_Task to carry out_
Copy out the lines of the listing below without any changes, beginning at the line that contains "indicate the sky, a point for each instance" and stopping after the line that contains "column 1255, row 289".

Position identification listing:
========
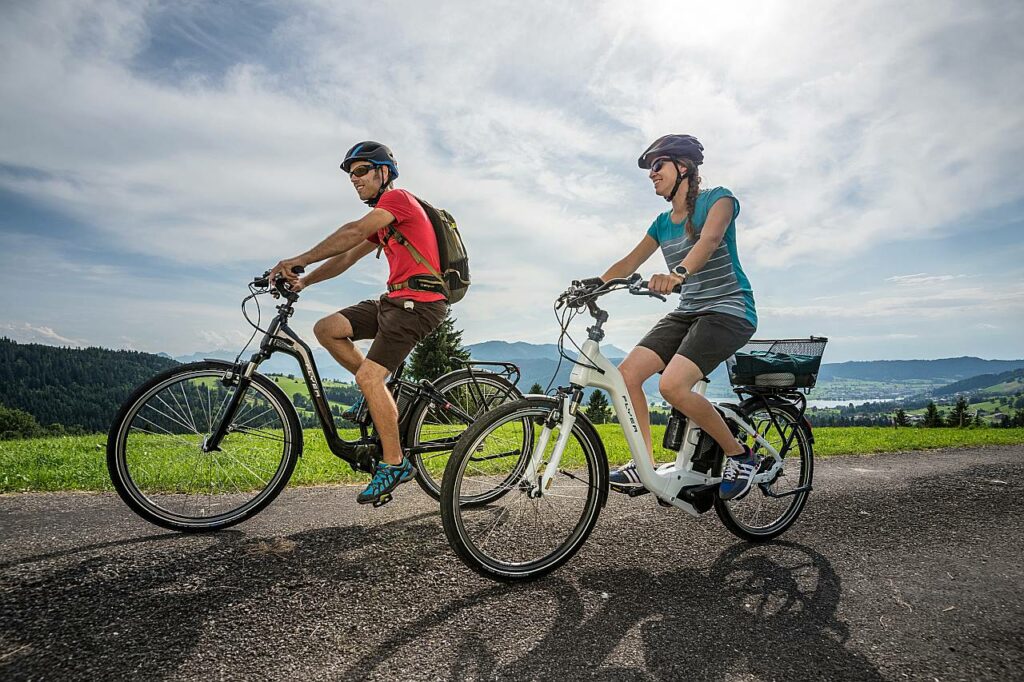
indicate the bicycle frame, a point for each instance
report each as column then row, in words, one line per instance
column 673, row 482
column 279, row 337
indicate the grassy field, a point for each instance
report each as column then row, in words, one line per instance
column 79, row 463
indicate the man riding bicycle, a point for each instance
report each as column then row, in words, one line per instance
column 412, row 308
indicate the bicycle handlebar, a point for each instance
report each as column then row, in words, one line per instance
column 280, row 283
column 581, row 293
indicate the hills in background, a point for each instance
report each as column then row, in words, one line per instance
column 84, row 387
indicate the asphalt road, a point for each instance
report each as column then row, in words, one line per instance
column 902, row 566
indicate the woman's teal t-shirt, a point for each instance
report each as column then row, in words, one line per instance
column 721, row 285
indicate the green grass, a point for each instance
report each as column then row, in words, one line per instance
column 78, row 463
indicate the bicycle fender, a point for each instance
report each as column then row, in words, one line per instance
column 595, row 439
column 270, row 385
column 752, row 403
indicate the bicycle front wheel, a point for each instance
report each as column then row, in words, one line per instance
column 769, row 508
column 155, row 449
column 527, row 533
column 435, row 427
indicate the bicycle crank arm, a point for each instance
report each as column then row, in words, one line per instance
column 796, row 491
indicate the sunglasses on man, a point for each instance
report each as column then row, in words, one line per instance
column 359, row 171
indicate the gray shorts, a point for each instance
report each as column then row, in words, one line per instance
column 706, row 338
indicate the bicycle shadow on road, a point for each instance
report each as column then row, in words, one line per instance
column 141, row 610
column 768, row 610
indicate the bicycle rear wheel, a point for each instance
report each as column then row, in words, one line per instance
column 155, row 449
column 769, row 508
column 525, row 534
column 437, row 427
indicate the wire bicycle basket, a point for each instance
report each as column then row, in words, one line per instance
column 777, row 363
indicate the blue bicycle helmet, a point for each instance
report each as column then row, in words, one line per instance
column 378, row 155
column 676, row 147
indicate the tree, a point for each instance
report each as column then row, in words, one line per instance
column 1017, row 420
column 439, row 352
column 597, row 408
column 958, row 417
column 932, row 416
column 17, row 424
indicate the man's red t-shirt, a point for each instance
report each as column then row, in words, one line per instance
column 412, row 221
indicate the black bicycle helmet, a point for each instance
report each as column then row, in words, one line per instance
column 378, row 155
column 676, row 147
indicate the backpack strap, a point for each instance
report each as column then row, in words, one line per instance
column 415, row 281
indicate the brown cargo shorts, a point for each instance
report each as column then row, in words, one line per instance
column 395, row 325
column 706, row 338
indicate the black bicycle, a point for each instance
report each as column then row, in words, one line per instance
column 208, row 444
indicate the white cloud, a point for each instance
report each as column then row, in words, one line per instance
column 25, row 332
column 923, row 279
column 840, row 139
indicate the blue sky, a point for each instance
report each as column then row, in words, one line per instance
column 156, row 156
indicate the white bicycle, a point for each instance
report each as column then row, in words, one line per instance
column 553, row 462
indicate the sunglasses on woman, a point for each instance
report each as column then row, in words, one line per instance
column 657, row 164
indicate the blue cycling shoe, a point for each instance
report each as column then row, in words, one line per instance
column 738, row 474
column 386, row 478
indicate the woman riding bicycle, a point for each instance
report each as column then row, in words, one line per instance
column 716, row 314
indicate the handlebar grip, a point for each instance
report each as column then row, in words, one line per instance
column 675, row 290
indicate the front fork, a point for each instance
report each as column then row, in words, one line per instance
column 242, row 382
column 566, row 417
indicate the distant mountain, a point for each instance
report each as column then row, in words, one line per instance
column 1014, row 379
column 950, row 369
column 72, row 386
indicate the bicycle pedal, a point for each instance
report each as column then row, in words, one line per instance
column 636, row 492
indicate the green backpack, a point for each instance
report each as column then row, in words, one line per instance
column 453, row 281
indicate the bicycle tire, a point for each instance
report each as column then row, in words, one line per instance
column 458, row 387
column 460, row 526
column 144, row 478
column 734, row 514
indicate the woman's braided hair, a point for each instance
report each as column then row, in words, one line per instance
column 692, row 189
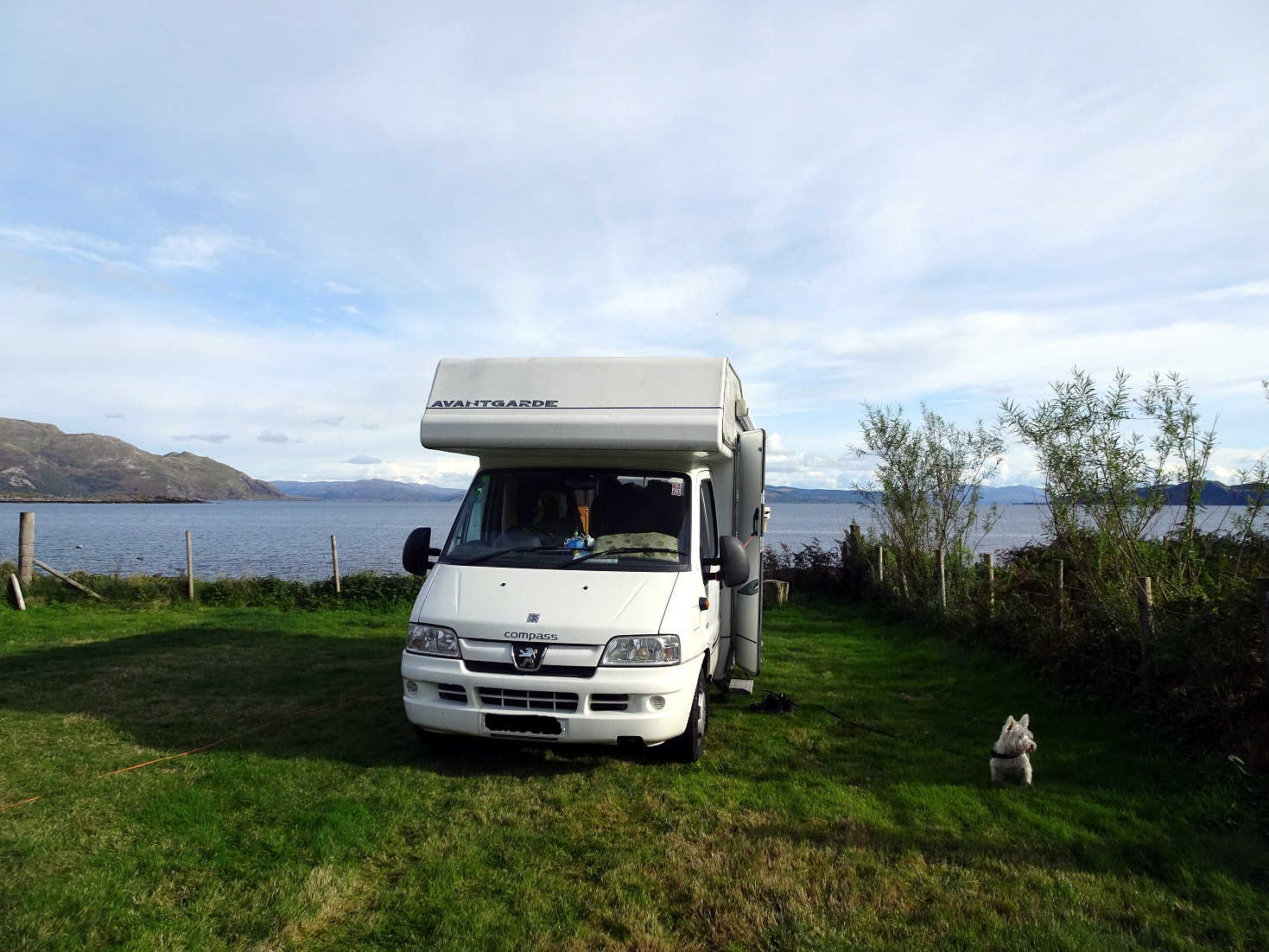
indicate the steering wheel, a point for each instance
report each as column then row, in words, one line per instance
column 536, row 530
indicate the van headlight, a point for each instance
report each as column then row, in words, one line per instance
column 432, row 640
column 644, row 651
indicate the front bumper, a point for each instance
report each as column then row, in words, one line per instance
column 613, row 703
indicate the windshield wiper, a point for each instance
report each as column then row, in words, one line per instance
column 509, row 551
column 622, row 549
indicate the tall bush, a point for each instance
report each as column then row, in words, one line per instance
column 928, row 483
column 1106, row 475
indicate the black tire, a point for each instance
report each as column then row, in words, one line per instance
column 689, row 746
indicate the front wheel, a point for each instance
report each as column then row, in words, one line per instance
column 688, row 746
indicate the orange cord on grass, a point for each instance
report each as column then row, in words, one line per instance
column 192, row 751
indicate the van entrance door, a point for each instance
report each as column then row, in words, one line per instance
column 746, row 616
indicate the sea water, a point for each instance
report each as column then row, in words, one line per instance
column 291, row 540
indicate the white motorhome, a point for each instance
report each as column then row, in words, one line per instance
column 606, row 565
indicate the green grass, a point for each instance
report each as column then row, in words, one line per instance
column 321, row 824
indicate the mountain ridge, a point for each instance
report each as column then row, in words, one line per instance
column 40, row 462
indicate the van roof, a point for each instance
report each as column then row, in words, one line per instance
column 578, row 403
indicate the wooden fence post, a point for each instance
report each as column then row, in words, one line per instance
column 1146, row 619
column 26, row 548
column 989, row 562
column 1058, row 597
column 1263, row 602
column 69, row 581
column 16, row 593
column 942, row 579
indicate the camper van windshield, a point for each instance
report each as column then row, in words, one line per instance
column 595, row 519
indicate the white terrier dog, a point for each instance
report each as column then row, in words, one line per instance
column 1009, row 752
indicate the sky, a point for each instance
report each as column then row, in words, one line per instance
column 251, row 230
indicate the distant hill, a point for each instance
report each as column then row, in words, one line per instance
column 38, row 462
column 1003, row 495
column 1211, row 494
column 370, row 490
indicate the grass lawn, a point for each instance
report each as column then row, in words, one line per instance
column 321, row 822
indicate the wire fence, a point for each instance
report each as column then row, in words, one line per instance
column 1198, row 662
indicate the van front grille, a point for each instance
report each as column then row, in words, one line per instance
column 528, row 700
column 547, row 670
column 609, row 702
column 452, row 692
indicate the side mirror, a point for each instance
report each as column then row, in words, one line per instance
column 416, row 555
column 735, row 562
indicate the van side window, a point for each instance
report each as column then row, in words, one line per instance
column 708, row 522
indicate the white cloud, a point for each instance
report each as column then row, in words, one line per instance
column 337, row 289
column 198, row 248
column 202, row 437
column 73, row 244
column 886, row 202
column 1255, row 289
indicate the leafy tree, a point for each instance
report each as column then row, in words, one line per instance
column 1106, row 480
column 930, row 476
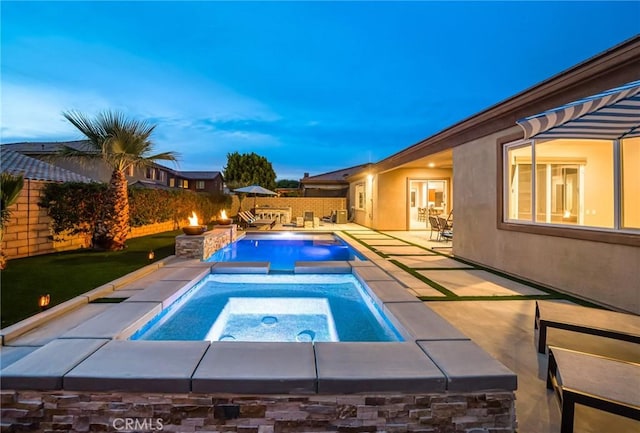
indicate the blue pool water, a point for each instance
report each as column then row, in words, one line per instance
column 283, row 250
column 304, row 308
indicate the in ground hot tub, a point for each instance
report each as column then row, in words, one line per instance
column 284, row 308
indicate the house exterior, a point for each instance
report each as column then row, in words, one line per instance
column 198, row 181
column 154, row 176
column 582, row 237
column 330, row 184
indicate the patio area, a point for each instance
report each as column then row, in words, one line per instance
column 494, row 311
column 503, row 326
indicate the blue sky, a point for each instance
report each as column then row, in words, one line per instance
column 311, row 86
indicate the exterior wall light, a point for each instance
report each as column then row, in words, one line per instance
column 44, row 301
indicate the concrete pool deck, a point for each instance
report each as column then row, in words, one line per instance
column 96, row 355
column 502, row 328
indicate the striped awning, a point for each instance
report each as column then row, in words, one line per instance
column 611, row 115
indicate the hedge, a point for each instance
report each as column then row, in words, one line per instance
column 77, row 208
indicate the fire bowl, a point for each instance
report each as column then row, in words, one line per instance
column 194, row 230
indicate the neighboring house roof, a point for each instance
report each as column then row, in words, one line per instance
column 148, row 184
column 31, row 168
column 333, row 177
column 199, row 175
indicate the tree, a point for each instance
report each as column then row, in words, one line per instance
column 249, row 169
column 121, row 143
column 10, row 188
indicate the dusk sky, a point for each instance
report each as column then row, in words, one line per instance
column 311, row 86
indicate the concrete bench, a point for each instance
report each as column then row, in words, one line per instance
column 602, row 383
column 586, row 320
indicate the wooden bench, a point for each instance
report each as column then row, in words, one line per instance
column 602, row 383
column 620, row 326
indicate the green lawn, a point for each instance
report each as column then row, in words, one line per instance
column 68, row 274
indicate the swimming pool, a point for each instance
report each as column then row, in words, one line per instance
column 282, row 308
column 283, row 250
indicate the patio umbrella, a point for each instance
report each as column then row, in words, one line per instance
column 255, row 190
column 610, row 115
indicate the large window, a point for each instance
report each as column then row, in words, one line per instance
column 360, row 196
column 630, row 166
column 573, row 183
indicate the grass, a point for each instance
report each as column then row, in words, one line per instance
column 68, row 274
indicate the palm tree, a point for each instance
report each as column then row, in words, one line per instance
column 10, row 187
column 121, row 143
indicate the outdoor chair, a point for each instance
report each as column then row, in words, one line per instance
column 444, row 224
column 434, row 225
column 251, row 221
column 331, row 218
column 308, row 219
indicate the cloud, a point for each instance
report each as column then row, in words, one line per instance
column 35, row 112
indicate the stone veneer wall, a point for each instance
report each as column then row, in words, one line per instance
column 64, row 411
column 203, row 246
column 27, row 232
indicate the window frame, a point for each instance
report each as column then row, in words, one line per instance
column 360, row 192
column 615, row 235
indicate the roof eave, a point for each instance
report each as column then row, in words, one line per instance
column 610, row 68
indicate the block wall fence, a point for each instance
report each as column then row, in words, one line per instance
column 28, row 232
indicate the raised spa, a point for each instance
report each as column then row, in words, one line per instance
column 282, row 250
column 283, row 308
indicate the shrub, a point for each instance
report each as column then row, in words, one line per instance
column 79, row 208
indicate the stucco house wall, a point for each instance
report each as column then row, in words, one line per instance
column 604, row 272
column 392, row 196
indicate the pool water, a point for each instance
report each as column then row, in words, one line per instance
column 282, row 251
column 243, row 307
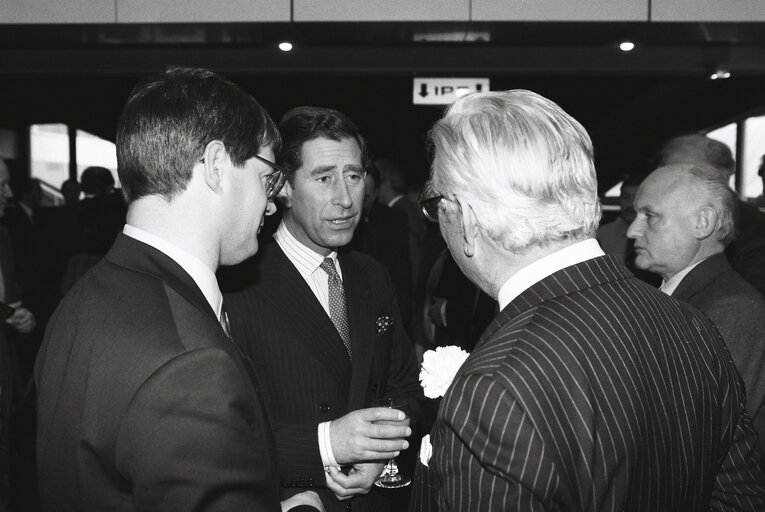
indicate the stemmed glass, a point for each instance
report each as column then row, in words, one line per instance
column 390, row 478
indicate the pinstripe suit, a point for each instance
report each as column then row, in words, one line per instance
column 300, row 359
column 593, row 391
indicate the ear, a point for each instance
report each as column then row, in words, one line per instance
column 285, row 194
column 706, row 222
column 215, row 158
column 469, row 227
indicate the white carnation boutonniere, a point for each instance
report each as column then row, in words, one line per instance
column 439, row 367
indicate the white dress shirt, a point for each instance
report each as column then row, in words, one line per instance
column 535, row 272
column 308, row 263
column 672, row 283
column 203, row 276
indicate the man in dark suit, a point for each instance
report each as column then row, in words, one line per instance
column 746, row 254
column 685, row 219
column 383, row 234
column 144, row 401
column 590, row 390
column 20, row 322
column 322, row 325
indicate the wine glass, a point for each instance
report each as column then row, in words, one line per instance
column 390, row 478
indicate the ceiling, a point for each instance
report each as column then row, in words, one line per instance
column 629, row 102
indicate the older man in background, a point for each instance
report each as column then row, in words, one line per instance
column 590, row 390
column 746, row 254
column 685, row 219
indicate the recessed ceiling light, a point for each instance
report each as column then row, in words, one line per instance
column 720, row 74
column 627, row 46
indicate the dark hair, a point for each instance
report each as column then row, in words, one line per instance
column 96, row 180
column 374, row 173
column 168, row 121
column 303, row 124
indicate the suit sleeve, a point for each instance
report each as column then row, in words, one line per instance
column 403, row 372
column 477, row 416
column 193, row 439
column 740, row 483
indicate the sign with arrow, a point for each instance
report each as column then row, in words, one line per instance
column 443, row 91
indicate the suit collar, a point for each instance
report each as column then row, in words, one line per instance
column 580, row 276
column 140, row 257
column 547, row 265
column 700, row 276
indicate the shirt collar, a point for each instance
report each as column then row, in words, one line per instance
column 548, row 265
column 203, row 276
column 673, row 282
column 306, row 260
========
_Written solution_
indicate the sky, a point for each instance
report each as column then row, in words, one line per instance
column 251, row 230
indicate the distant hill, a point for each instance
report each as column then row, in words, one line per instance
column 38, row 462
column 1003, row 495
column 1211, row 494
column 370, row 490
indicate the grass lawn, a point for each instance
report each as column then row, in words, one line per instance
column 321, row 822
indicate the wire fence, a point for each instance
report each as column then row, in words, one line per instance
column 1198, row 662
indicate the van front grille, a point for each instance
report each as column then row, in words, one line per instance
column 528, row 700
column 547, row 670
column 609, row 702
column 452, row 692
indicate the side mirror, a point for each instance
report each as column then row, in words, one line per instance
column 416, row 555
column 735, row 562
indicate the van side window, a point for each instance
report each as column then row, in words, one line per instance
column 708, row 522
indicate the white cloud, a point for each instance
report each as column then row, in words, one line per instance
column 337, row 289
column 198, row 248
column 202, row 437
column 73, row 244
column 886, row 202
column 1255, row 289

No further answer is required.